> _Tarefa pedida_
Prolongue o excerto sobre a transferência fraudulenta no serviço de homebanking, começando logo após o seu último parágrafo.

***** Excerto do texto

29. O A. introduziu o número, marca e modelo do seu telemóvel numa página que não era do serviço do B… Net, descarregou uma aplicação no telemóvel, sem nunca ter contactado previamente o Banco, recebeu um SMS com um código de autorização de transferência e, sabendo que não estava a utilizar o serviço de homebanking, não cuidou de verificar o que se tratava…
30. Assim, não foi uma qualquer “vulnerabilidade” do serviço de homebanking do ora apelante que viabilizou a concretização da transferência em causa nos autos.
31. O Tribunal a quo concluiu que “o serviço de “homebanking” do Banco é vulnerável, pois o sistema utilizado não conseguiu impedir o acesso fraudulento de terceiros.” E reforça tal conclusão com o facto de “o serviço disponibilizado pelo Banco depender da utilização de telemóvel, o que significa estar dependente de um serviço cuja segurança não pode garantir pois é prestado por entidades cuja actividade não controla.”
32. Com todo o respeito, o acesso fraudulento a terceiros do serviço de homebanking foi disponibilizado pelo próprio A., que forneceu as suas credenciais pessoais, facultou o seu número e modelo de telemóvel e descarregou neste uma aplicação informática.

**********
***** Dados fornecidos

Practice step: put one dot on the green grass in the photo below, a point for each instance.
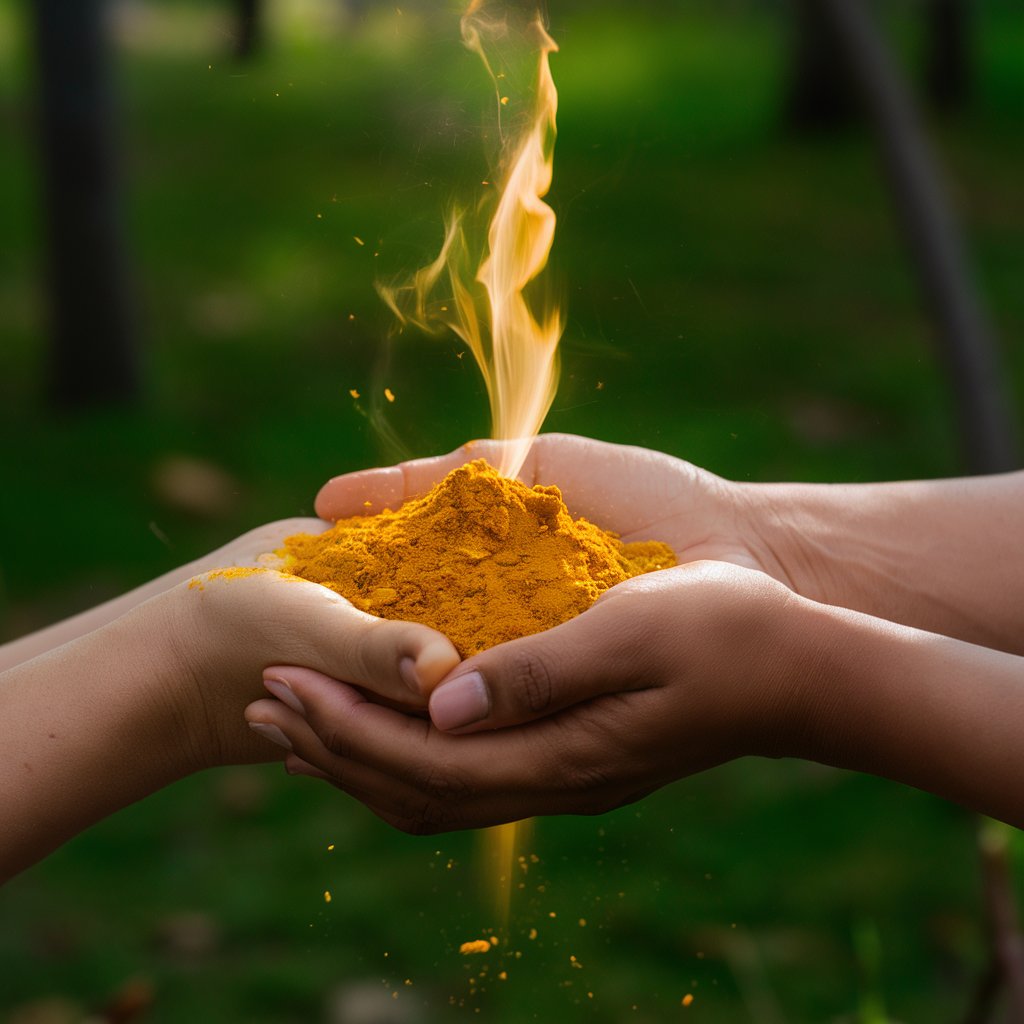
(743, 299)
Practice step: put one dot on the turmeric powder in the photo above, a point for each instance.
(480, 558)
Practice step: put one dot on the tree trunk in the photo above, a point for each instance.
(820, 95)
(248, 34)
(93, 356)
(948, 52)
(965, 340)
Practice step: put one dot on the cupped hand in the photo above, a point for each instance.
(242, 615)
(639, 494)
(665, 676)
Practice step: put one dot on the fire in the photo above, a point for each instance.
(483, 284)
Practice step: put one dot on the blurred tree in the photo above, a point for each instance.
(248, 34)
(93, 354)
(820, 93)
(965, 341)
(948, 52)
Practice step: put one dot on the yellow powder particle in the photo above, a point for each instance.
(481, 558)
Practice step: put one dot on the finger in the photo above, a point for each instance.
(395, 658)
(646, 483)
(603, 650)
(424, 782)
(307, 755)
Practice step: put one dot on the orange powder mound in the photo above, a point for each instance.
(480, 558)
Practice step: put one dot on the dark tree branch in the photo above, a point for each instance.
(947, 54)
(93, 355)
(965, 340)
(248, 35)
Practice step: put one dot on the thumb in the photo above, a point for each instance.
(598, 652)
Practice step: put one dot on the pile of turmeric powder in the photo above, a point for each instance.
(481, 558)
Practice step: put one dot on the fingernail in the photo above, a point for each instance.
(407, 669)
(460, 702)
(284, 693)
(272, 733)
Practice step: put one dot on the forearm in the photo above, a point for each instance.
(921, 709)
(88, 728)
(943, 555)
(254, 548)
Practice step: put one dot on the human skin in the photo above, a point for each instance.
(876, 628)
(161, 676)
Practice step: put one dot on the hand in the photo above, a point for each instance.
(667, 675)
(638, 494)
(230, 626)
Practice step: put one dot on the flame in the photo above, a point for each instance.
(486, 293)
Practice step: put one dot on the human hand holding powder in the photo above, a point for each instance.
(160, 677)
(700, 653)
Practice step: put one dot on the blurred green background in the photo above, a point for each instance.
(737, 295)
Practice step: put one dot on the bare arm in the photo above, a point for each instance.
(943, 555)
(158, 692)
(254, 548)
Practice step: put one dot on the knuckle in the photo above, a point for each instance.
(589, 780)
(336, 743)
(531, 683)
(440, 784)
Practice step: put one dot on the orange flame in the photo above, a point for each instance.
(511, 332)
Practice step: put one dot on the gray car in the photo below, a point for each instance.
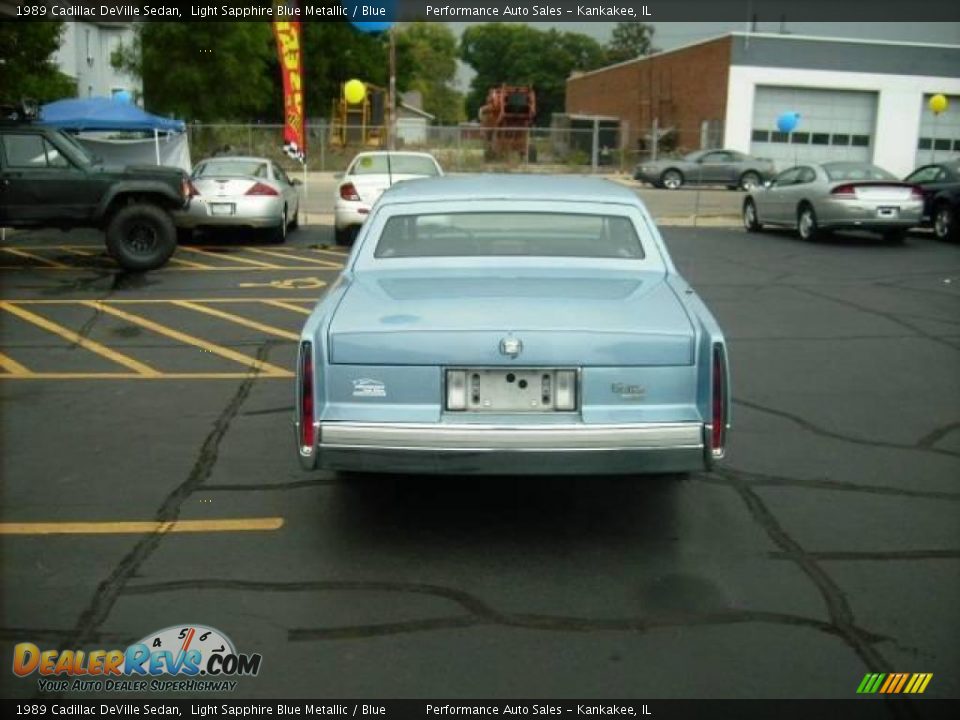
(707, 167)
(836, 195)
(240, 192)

**********

> _Resposta à tarefa_
33. O A. descurou regras de segurança e cuidado essenciais na utilização do serviço do B… Net, ao fornecer elementos pessoais nunca antes solicitados pelo serviço e ao permitir a instalação de um programa fraudulento no seu telemóvel, também nunca solicitado pelo B… Net, comportamentos claramente contrários às boas práticas e recomendações há muito conhecidas e divulgadas pelo Banco B….
34. Podia ter contactado o ora apelante previamente à disponibilização de tais dados, através da linha telefónica disponibilizada para o efeito, mas não o fez.
35. A falta de cuidado do A., a sua censurável inadvertência, ao disponibilizar as suas credenciais secretas de acesso ao B… Net e o seu número e modelo de telemóvel, conduz à prova da sua culpa, elidindo a culpa presumida do ora apelante.
36. O A. contribuiu de forma decisiva para a produção do alegado dano, existindo, por essa razão, culpa do lesado, nos termos e para os efeitos previstos pelo art. 570º do CC.
37. Com todo o respeito pela decisão recorrida, atenta a factualidade apurada terá de concluir-se que a divulgação dos dados pessoais e confidenciais pelo A., nos termos em que ocorreram e estão provados nos autos, viabilizaram a concretização da transferência fraudulenta, afastando–se assim a presunção de culpa que recai sobre o apelante, nos termos previstos pelo art. 799º do CC.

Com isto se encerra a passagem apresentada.